▸ Task: In the header about the coronary slow flow study, which department and hospital is Zhijun Hou listed under?

▸ Excerpt:

***

Lipid metabolomics identifies novel biomarkers for diagnosis and monitoring of coronary slow flow

Yonglong Ye; Yunxian Chen; Zhidong Wan; Huiying Pan; Zhijun Hou; Jun Liu

doi:10.1016/j.cca.2025.120434

Lipid metabolomics identifies novel biomarkers for diagnosis and monitoring of coronary slow flow

Clin Chim Acta. 2025 Jun 16:577:120434. doi: 10.1016/j.cca.2025.120434. Online ahead of print.

Authors

Yonglong Ye¹, Yunxian Chen², Zhidong Wan¹, Huiying Pan¹, Zhijun Hou³, Jun Liu⁴

Affiliations

¹ Department of Laboratory Medicine, Dongguan Hospital of Guangzhou University of Chinese Medicine, Dongguan 523005, China.
² Department of Cardiology, Yue Bei People's Hospital, Shantou University Medical College, Shaoguan 512000, China.
³ Department of Cardiology, Dongguan Hospital of Guangzhou University of Chinese Medicine, Dongguan 523005, China.
⁴ Department of Laboratory Medicine, Dongguan Hospital of Guangzhou University of Chinese Medicine, Dongguan 523005, China. Electronic address: liuyu8566@126.com.

***

[Natural language region descriptions]
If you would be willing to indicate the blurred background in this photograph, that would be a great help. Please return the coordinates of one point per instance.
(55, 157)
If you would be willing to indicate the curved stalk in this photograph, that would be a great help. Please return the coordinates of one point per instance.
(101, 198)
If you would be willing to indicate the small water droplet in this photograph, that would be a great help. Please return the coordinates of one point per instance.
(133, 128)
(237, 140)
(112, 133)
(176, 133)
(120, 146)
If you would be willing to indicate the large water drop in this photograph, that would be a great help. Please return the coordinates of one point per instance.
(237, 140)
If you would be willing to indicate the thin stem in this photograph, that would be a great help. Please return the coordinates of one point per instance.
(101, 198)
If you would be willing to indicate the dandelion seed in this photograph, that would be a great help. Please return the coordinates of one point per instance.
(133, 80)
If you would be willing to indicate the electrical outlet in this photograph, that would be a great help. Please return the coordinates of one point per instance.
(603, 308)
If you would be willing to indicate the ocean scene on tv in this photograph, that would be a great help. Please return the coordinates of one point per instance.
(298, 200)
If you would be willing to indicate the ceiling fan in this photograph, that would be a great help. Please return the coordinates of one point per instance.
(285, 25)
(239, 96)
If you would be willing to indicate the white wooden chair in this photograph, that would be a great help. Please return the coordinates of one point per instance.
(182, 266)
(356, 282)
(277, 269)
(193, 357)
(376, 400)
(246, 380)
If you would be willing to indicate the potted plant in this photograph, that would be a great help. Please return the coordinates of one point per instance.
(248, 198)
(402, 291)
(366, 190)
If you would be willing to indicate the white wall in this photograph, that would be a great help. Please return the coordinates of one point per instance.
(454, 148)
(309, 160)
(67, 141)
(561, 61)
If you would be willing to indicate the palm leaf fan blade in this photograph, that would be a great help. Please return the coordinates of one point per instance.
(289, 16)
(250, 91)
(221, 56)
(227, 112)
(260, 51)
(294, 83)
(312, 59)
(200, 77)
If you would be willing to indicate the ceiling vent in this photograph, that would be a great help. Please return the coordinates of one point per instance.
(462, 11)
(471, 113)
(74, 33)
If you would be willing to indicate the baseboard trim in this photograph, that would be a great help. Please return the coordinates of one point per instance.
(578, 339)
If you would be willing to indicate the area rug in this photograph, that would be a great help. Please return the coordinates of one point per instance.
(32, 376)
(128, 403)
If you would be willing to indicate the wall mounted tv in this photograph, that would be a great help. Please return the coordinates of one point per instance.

***

▸ Task output: The Department of Cardiology at Dongguan Hospital of Guangzhou University of Chinese Medicine.